***** SUPPLIED RECORDS
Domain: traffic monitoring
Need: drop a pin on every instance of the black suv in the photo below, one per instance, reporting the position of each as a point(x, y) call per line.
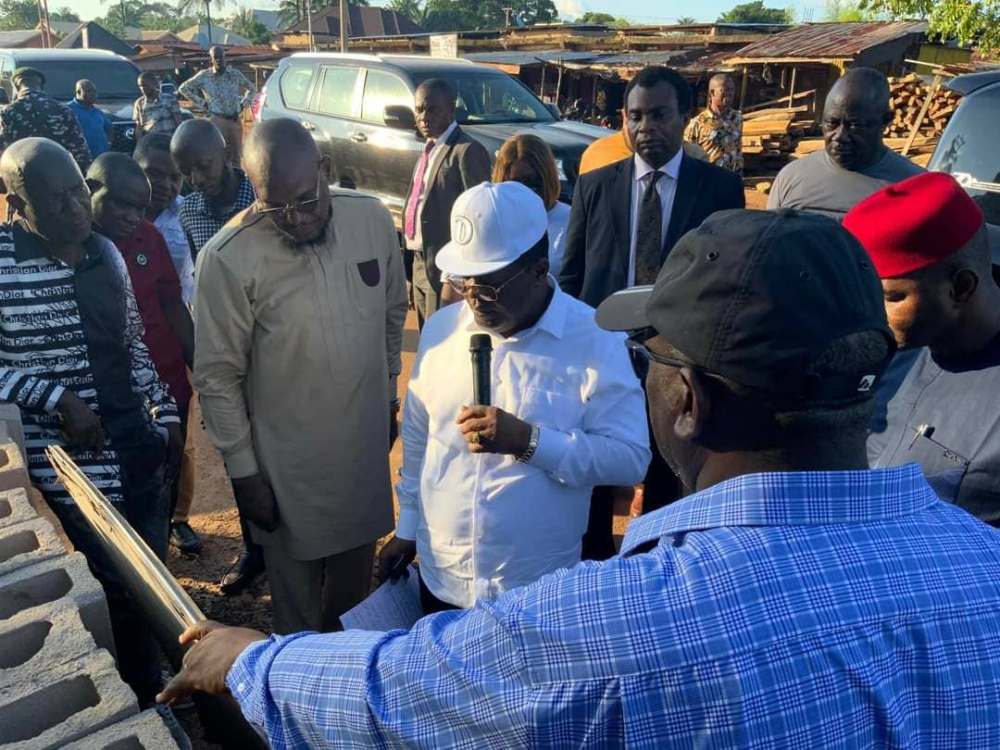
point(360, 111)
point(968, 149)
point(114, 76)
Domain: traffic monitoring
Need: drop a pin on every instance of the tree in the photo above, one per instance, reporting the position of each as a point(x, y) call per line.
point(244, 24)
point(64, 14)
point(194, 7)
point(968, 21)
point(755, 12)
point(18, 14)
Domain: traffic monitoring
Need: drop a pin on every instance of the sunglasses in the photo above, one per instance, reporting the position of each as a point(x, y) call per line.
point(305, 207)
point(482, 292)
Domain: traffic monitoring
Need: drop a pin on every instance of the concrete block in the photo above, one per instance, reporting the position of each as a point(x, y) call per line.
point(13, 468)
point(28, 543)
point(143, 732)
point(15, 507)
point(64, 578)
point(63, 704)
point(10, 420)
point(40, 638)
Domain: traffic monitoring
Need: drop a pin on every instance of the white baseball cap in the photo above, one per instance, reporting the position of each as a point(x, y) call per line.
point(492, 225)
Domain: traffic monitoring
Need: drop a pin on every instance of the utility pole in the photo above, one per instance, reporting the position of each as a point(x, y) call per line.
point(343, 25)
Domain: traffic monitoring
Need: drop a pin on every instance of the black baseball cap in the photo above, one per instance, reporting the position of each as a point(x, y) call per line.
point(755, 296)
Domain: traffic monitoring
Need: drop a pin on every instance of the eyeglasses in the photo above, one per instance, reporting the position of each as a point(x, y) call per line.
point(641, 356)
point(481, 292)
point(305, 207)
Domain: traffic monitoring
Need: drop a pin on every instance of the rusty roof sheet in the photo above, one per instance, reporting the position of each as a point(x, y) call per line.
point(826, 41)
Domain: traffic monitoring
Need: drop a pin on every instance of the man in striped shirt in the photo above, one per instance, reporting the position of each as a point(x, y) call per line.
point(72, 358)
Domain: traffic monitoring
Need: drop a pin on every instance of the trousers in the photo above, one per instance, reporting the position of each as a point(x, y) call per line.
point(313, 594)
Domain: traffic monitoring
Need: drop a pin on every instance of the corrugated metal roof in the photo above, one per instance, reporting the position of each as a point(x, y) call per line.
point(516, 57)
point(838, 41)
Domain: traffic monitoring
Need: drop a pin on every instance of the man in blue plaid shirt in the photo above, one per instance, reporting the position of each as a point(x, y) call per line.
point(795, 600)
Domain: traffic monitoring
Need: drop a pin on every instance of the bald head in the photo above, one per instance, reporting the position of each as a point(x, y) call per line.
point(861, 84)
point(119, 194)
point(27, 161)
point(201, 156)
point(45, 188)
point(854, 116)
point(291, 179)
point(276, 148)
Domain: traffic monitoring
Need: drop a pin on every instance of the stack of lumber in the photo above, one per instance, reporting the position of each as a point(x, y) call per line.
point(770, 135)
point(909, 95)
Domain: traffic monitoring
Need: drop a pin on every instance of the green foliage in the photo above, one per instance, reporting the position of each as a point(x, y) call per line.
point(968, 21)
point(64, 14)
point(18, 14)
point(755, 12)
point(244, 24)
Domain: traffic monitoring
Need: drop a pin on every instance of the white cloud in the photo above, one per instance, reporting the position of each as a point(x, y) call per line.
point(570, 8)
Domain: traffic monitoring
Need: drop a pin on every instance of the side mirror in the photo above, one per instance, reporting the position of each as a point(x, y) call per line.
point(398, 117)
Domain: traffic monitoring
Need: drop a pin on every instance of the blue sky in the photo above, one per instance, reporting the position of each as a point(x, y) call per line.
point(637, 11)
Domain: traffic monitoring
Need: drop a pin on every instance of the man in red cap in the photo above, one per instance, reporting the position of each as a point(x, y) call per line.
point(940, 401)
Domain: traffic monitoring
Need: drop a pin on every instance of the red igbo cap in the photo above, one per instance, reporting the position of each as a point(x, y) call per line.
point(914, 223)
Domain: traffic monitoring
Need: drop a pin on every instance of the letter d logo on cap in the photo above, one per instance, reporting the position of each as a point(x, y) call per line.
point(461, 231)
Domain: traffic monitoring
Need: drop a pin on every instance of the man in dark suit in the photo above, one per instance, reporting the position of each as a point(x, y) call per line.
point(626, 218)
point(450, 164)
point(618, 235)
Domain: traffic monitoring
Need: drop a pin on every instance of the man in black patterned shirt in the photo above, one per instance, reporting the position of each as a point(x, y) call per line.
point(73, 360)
**********
***** SUPPLIED RECORDS
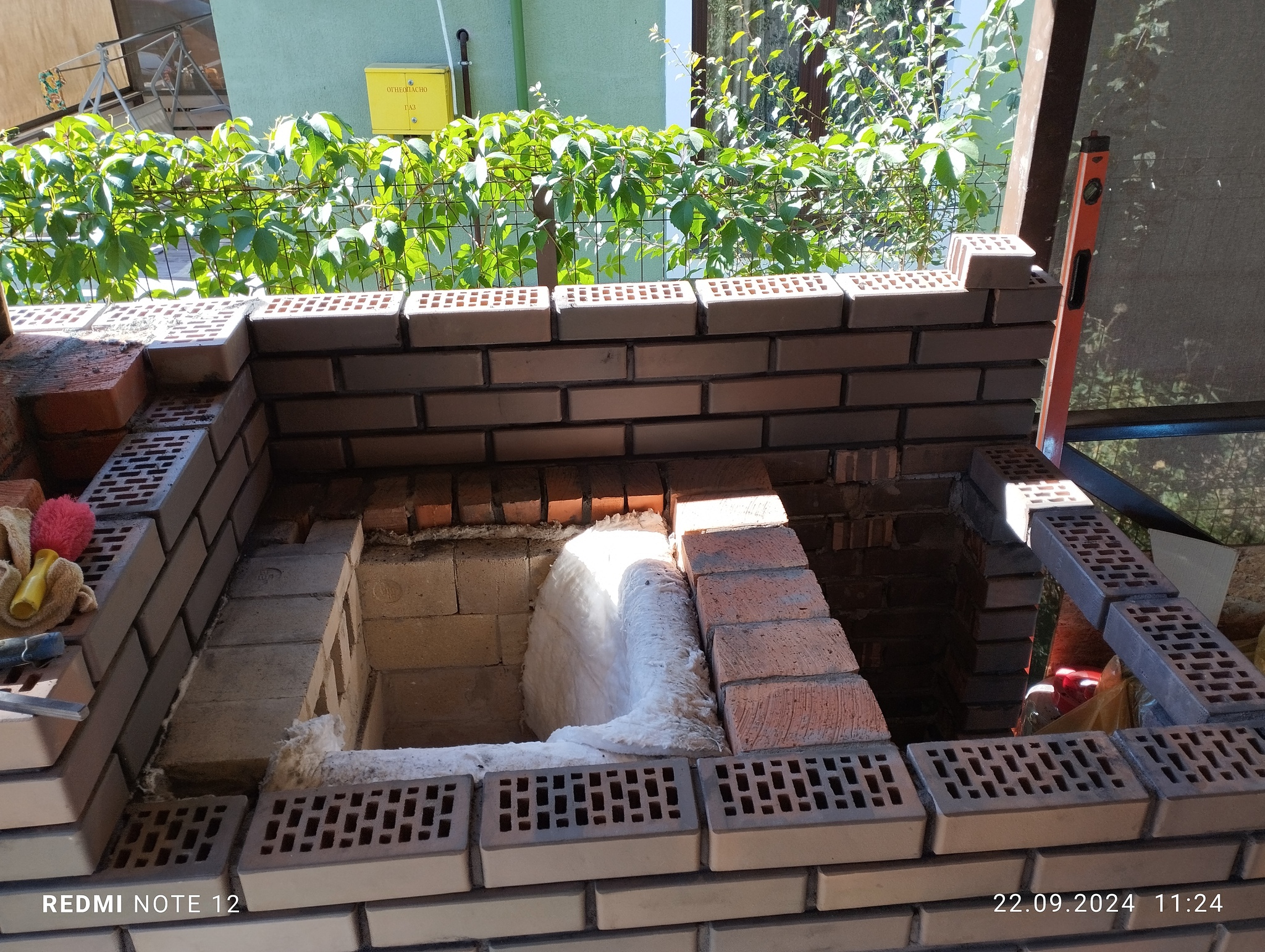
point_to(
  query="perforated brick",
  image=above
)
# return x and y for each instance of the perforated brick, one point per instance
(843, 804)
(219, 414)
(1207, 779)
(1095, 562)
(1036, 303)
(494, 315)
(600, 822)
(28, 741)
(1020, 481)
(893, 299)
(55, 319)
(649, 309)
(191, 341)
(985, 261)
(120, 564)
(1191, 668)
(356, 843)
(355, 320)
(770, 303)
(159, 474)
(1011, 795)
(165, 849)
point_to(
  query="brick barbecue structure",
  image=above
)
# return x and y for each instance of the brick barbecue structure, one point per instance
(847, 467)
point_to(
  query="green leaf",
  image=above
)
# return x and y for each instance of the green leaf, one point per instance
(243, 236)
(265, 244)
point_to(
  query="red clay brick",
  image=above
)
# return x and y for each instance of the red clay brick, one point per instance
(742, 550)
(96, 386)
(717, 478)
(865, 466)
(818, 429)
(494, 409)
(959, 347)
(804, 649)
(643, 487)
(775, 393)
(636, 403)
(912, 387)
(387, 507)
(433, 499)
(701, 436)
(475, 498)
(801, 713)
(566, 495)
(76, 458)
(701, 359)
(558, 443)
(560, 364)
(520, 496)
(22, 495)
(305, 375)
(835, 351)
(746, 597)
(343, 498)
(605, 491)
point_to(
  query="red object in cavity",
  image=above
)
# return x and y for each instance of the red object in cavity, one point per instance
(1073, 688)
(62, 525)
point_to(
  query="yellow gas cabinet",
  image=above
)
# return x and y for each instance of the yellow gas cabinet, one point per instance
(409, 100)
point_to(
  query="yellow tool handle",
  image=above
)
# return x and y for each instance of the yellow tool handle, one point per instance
**********
Each line in the records above that contains the word "tool" must be copied.

| RESULT OF THE EXERCISE |
  query="yellow tool handle",
# return x and y for each instance of the yellow tool handle, one point per instance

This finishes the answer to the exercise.